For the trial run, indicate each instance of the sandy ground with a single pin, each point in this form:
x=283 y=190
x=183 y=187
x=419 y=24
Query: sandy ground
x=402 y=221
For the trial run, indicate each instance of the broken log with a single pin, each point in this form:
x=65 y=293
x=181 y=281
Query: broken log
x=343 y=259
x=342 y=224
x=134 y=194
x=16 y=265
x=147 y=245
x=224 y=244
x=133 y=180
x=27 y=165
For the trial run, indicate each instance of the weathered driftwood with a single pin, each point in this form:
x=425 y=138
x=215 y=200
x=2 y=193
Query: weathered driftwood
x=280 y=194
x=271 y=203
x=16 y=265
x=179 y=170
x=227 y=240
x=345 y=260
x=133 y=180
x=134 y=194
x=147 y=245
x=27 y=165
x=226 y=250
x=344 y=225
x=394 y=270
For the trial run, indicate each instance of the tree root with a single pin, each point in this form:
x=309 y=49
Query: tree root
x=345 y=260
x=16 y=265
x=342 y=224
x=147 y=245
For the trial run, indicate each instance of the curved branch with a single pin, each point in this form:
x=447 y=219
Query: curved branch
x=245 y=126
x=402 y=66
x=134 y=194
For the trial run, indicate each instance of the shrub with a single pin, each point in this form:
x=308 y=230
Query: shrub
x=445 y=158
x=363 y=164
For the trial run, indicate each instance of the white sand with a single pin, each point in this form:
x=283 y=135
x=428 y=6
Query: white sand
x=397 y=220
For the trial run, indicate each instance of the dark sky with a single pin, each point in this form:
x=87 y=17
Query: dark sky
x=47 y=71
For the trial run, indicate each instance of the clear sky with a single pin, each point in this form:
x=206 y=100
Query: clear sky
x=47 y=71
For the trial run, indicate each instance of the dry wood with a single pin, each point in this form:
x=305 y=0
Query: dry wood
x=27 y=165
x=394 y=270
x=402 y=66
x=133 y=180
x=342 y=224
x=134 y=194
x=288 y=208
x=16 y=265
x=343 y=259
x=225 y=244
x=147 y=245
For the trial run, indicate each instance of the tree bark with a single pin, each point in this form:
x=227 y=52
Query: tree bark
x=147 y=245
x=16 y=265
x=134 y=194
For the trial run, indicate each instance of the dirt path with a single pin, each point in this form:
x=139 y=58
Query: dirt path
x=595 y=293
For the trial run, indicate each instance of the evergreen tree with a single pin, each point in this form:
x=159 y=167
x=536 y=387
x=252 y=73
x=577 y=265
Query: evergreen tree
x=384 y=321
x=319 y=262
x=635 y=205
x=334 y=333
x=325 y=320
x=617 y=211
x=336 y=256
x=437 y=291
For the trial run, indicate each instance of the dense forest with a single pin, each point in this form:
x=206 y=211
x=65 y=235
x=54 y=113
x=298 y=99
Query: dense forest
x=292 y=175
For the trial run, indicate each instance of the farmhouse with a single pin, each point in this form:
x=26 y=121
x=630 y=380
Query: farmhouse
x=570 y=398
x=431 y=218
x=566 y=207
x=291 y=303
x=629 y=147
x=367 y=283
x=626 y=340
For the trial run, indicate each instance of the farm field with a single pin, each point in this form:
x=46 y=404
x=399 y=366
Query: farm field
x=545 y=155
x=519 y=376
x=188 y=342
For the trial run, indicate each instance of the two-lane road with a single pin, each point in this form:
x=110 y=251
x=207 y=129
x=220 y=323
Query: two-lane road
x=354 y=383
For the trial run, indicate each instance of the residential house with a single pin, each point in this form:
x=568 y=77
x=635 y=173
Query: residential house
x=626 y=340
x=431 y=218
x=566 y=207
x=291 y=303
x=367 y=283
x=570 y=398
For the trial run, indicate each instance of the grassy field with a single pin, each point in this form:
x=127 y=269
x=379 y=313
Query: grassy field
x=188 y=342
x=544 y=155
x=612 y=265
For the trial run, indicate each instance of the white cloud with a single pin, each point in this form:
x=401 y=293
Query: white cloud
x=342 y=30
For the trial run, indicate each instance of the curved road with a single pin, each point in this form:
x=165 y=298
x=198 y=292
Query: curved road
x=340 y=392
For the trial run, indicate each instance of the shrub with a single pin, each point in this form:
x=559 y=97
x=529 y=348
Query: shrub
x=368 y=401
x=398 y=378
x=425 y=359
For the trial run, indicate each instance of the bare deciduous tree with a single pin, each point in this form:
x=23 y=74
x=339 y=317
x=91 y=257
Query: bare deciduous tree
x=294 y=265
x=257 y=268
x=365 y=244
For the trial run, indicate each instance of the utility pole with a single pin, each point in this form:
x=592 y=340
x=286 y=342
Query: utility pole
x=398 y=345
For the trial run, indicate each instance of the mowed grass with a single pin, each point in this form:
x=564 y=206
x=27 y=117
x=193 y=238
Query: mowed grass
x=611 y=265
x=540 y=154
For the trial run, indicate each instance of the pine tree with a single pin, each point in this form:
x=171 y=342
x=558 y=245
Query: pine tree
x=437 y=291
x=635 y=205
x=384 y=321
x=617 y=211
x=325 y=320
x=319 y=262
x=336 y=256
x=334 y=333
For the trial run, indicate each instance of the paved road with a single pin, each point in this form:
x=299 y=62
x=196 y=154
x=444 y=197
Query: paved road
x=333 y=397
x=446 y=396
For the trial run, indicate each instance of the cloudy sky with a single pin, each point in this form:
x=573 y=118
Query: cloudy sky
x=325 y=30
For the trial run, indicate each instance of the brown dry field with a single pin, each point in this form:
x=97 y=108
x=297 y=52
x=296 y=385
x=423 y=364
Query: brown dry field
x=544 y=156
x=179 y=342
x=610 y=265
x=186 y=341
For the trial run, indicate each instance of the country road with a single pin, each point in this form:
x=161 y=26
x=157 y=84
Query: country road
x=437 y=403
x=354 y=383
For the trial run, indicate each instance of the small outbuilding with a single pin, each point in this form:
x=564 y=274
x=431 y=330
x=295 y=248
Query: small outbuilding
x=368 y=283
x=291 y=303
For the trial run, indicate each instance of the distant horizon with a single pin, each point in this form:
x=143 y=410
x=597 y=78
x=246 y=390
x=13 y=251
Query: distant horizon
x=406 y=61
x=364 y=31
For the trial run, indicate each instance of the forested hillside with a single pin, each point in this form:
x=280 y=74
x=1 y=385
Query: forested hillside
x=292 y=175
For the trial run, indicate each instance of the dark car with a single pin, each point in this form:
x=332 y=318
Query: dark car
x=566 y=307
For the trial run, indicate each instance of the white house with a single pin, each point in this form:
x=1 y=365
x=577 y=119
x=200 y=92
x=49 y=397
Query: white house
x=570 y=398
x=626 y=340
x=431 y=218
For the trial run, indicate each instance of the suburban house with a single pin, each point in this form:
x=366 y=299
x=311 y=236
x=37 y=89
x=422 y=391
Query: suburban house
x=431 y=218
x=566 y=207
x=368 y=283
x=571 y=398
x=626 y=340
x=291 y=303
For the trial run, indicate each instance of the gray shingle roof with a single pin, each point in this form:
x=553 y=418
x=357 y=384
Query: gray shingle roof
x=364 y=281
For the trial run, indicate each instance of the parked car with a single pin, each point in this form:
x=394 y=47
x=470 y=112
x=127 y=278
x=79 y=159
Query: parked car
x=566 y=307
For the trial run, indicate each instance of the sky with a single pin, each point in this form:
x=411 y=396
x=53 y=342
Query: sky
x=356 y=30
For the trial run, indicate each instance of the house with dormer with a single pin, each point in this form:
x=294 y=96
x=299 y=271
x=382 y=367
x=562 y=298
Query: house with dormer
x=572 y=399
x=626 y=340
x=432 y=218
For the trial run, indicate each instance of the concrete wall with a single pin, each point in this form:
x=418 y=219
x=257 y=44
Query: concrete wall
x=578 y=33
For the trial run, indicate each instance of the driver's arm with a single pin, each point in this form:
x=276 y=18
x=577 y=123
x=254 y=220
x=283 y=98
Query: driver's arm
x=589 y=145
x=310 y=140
========
* _Activity_
The output should be a character-exact copy of all entries.

* _Result of this exercise_
For the trial run, indicate each instance of the sandy ground with a single pin, each point in this form:
x=283 y=190
x=183 y=187
x=419 y=24
Query: sandy ground
x=402 y=221
For the trial run, indicate each instance of the broken log with a single pin, each point in this form:
x=65 y=293
x=181 y=281
Query: broken log
x=343 y=259
x=342 y=224
x=134 y=194
x=16 y=265
x=147 y=245
x=224 y=244
x=133 y=180
x=27 y=165
For the trial run, indicate each instance of the weathered driftwood with a single pin, each point in this form:
x=425 y=138
x=215 y=200
x=2 y=193
Query: weathered driftwood
x=280 y=194
x=271 y=203
x=16 y=265
x=179 y=170
x=227 y=240
x=345 y=260
x=133 y=180
x=134 y=194
x=147 y=245
x=27 y=165
x=226 y=250
x=344 y=225
x=394 y=270
For the trial run, indicate each instance of the tree root with a single pin, each point in this form:
x=309 y=49
Query: tree root
x=345 y=260
x=16 y=265
x=342 y=224
x=147 y=245
For the trial run, indicate each instance of the curved branch with a single pin, each point in this form:
x=447 y=219
Query: curved branch
x=245 y=126
x=402 y=66
x=134 y=194
For the trial run, indicate each instance of the shrub with a single pin, each point in this form:
x=308 y=230
Query: shrub
x=445 y=158
x=363 y=164
For the trial run, indicate each instance of the white sand with a single pin, each point in this form:
x=283 y=135
x=428 y=6
Query: white sand
x=397 y=220
For the trial run, indicate each instance of the dark sky with a single pin, each point in this form:
x=87 y=17
Query: dark sky
x=47 y=71
For the trial run, indicate each instance of the clear sky with a single pin, each point in this form:
x=206 y=100
Query: clear sky
x=47 y=71
For the trial run, indicate each instance of the dry wood with a single pin, each point in this form:
x=305 y=0
Query: dry wood
x=27 y=165
x=394 y=270
x=402 y=66
x=133 y=180
x=342 y=224
x=134 y=194
x=288 y=208
x=16 y=265
x=343 y=259
x=225 y=244
x=147 y=245
For the trial run, indicate each instance of the tree bark with a single pin, each point in this form:
x=227 y=52
Query: tree bark
x=147 y=245
x=16 y=265
x=134 y=194
For the trial run, indicate each instance of the dirt path with a single pin, each point in this form:
x=139 y=58
Query: dirt path
x=595 y=293
For the trial run, indicate each instance of the evergreen tree with a single pin, each point in this form:
x=159 y=167
x=536 y=387
x=252 y=73
x=577 y=265
Query: evergreen tree
x=384 y=321
x=319 y=262
x=635 y=205
x=334 y=333
x=325 y=320
x=617 y=211
x=336 y=256
x=437 y=291
For the trial run, indicate each instance of the dense forest with a single pin, each point in this form:
x=206 y=211
x=65 y=235
x=54 y=113
x=298 y=99
Query: dense forest
x=292 y=175
For the trial run, indicate each instance of the farmhouse with a single pin, each point in this form:
x=26 y=121
x=630 y=380
Query: farmhouse
x=570 y=398
x=431 y=218
x=566 y=207
x=291 y=303
x=629 y=147
x=367 y=283
x=626 y=340
For the trial run, indicate each instance of the farm field with a single pin, each point in this form:
x=46 y=404
x=399 y=366
Query: farm field
x=545 y=155
x=519 y=376
x=188 y=342
For the trial run, indicate each instance of the two-lane road with a single pin, each point in this form:
x=110 y=251
x=207 y=129
x=220 y=323
Query: two-lane road
x=354 y=383
For the trial run, indicate each instance of the residential house with a single pin, each point in this form:
x=568 y=77
x=635 y=173
Query: residential house
x=626 y=340
x=431 y=218
x=566 y=207
x=291 y=303
x=367 y=283
x=570 y=398
For the trial run, indicate each instance of the grassy field with a single pin, each point in this form:
x=127 y=269
x=379 y=313
Query: grassy field
x=188 y=342
x=544 y=155
x=612 y=265
For the trial run, indicate each instance of the white cloud with a single pin, each point in this form:
x=401 y=293
Query: white cloud
x=342 y=30
For the trial run, indicate each instance of the curved road with a single pin, each point in this form:
x=165 y=298
x=198 y=292
Query: curved road
x=340 y=392
For the trial run, indicate each instance of the shrub with a single pin, each point in this form:
x=559 y=97
x=529 y=348
Query: shrub
x=368 y=401
x=398 y=378
x=425 y=359
For the trial run, indicate each instance of the bare deciduous tree with a single pin, each point in this form:
x=23 y=74
x=339 y=317
x=91 y=257
Query: bare deciduous tree
x=294 y=265
x=257 y=268
x=365 y=244
For the trial run, indicate each instance of the utility pole with a single pin, each point in this form:
x=592 y=340
x=286 y=342
Query: utility pole
x=398 y=345
For the trial run, indicate each instance of the mowed grass with a single pin, each point in this form:
x=564 y=206
x=27 y=117
x=193 y=238
Query: mowed grass
x=611 y=265
x=540 y=154
For the trial run, indicate each instance of the pine tree with a single pin, each point in this form:
x=171 y=342
x=558 y=245
Query: pine tree
x=437 y=291
x=635 y=205
x=384 y=321
x=617 y=211
x=325 y=320
x=319 y=262
x=336 y=256
x=334 y=333
For the trial run, indicate each instance of the paved road with a single pin, each point in this form:
x=299 y=62
x=196 y=154
x=444 y=197
Query: paved road
x=333 y=397
x=446 y=396
For the trial run, indicate each instance of the cloudy sky with a single pin, each point in this form:
x=573 y=118
Query: cloudy sky
x=325 y=30
For the trial run, indicate each instance of the brown dry field with a single pin, each point in this form:
x=97 y=108
x=297 y=52
x=296 y=385
x=423 y=364
Query: brown dry field
x=544 y=156
x=179 y=342
x=610 y=265
x=186 y=341
For the trial run, indicate each instance of the country road with a single pin, each point in this form:
x=161 y=26
x=157 y=84
Query: country road
x=437 y=403
x=354 y=383
For the trial run, indicate each instance of the small outbuilding with a single pin, each point in this form:
x=564 y=274
x=431 y=330
x=295 y=248
Query: small outbuilding
x=368 y=283
x=291 y=303
For the trial run, indicate each instance of the distant horizon with a single pin, each point in this form:
x=143 y=410
x=597 y=78
x=246 y=390
x=13 y=251
Query: distant horizon
x=406 y=61
x=364 y=31
For the trial run, indicate each instance of the forested hillside with a single pin, each point in this form:
x=280 y=74
x=1 y=385
Query: forested hillside
x=292 y=175
For the trial run, indicate each instance of the dark car with a single pin, each point in this form:
x=332 y=318
Query: dark car
x=566 y=307
For the trial run, indicate each instance of the white house with a single pin, each point in this form:
x=1 y=365
x=577 y=119
x=200 y=92
x=49 y=397
Query: white house
x=570 y=398
x=626 y=340
x=431 y=218
For the trial run, indicate each instance of the suburban house with a single pin, each point in this form:
x=366 y=299
x=311 y=236
x=37 y=89
x=422 y=391
Query: suburban house
x=431 y=218
x=566 y=207
x=368 y=283
x=571 y=398
x=626 y=340
x=291 y=303
For the trial run, indicate each instance of the gray shingle roof with a single pin, each point in this form:
x=553 y=418
x=357 y=384
Query: gray shingle roof
x=364 y=281
For the trial run, indicate each instance of the parked car with a single pin, each point in this form:
x=394 y=47
x=470 y=112
x=127 y=278
x=79 y=159
Query: parked car
x=566 y=307
For the trial run, indicate each instance of the sky with a single pin, each point in this form:
x=411 y=396
x=53 y=342
Query: sky
x=356 y=30
For the trial run, indicate each instance of the house with dormer with a single pin, each point in this form:
x=294 y=96
x=299 y=271
x=382 y=367
x=562 y=298
Query: house with dormer
x=572 y=399
x=626 y=340
x=432 y=218
For the trial run, indicate each instance of the concrete wall with a single pin, each point in this form:
x=418 y=219
x=257 y=44
Query: concrete wall
x=578 y=33
For the trial run, indicate each instance of the driver's arm with a single pin, each point in this form:
x=276 y=18
x=577 y=123
x=254 y=220
x=283 y=98
Query: driver's arm
x=589 y=145
x=310 y=140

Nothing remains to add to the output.